**Provided entries:**

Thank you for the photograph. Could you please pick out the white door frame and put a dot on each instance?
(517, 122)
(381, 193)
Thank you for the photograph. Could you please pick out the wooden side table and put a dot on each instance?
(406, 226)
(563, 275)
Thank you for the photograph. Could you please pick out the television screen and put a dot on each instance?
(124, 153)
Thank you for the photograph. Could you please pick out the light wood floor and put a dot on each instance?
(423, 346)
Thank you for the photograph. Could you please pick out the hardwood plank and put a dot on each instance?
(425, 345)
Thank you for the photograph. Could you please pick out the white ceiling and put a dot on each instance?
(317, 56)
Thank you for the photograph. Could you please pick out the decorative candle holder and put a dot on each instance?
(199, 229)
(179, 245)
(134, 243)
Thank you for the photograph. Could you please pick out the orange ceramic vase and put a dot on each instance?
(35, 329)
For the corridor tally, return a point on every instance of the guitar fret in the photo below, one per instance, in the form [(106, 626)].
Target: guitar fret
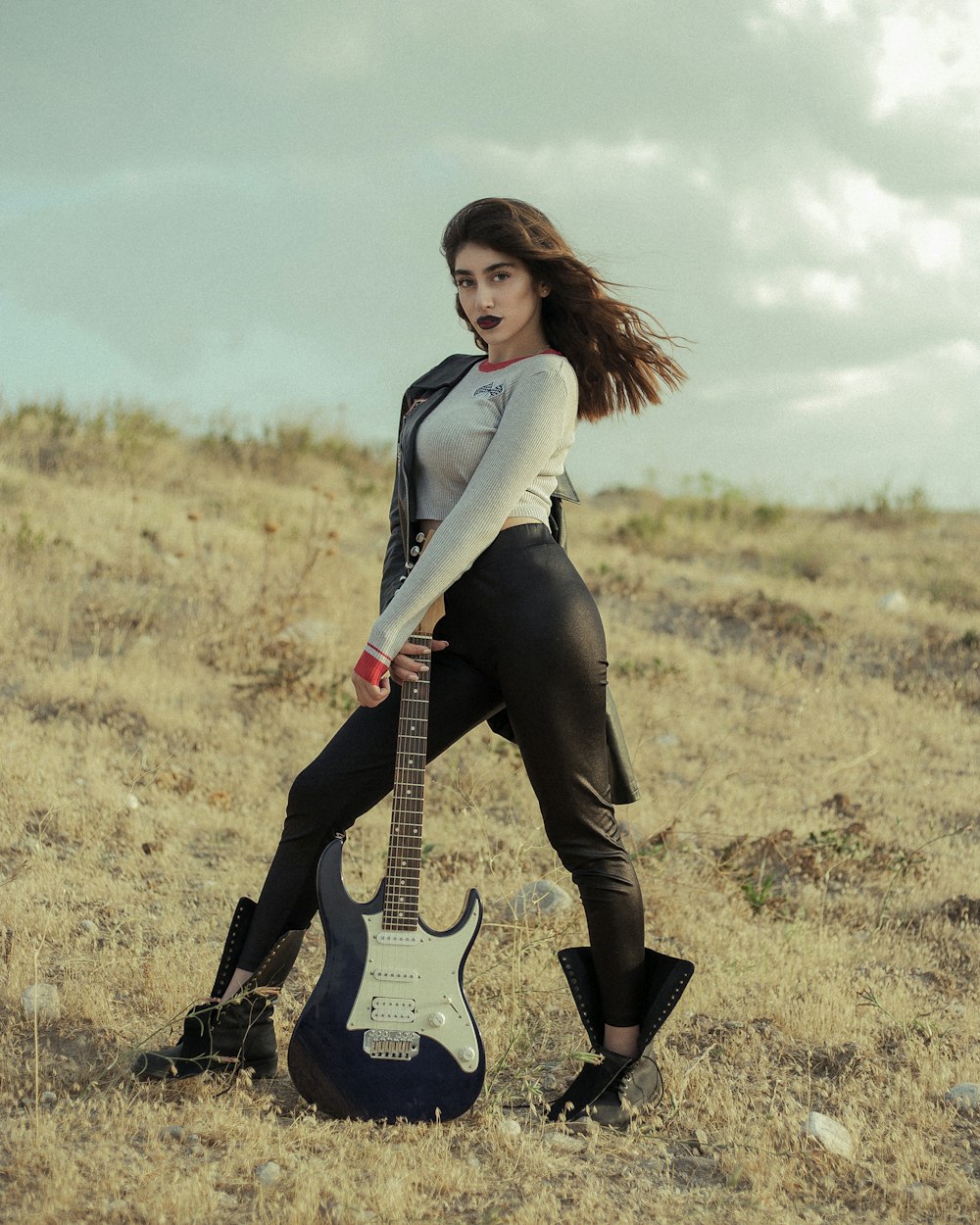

**Task:**
Can you rewrite the lines from the one containing "vase and put a dot on each instance?" through the end of the records, inclusive, multiplying every answer coordinate by 0.6 and rounding each to a whole number with halves rounded up? Keep the numbers in the requests and their format samples as they are, and leave the pictures out.

**Answer to this task:**
Thank you for the photograph. Could you please pick out the orange ceramic vase and put a dot on each instance?
(21, 197)
For the corridor tally, return a point on every instance of the guitar fret in the photo below, one per instance, in the form [(106, 626)].
Target: guitar fret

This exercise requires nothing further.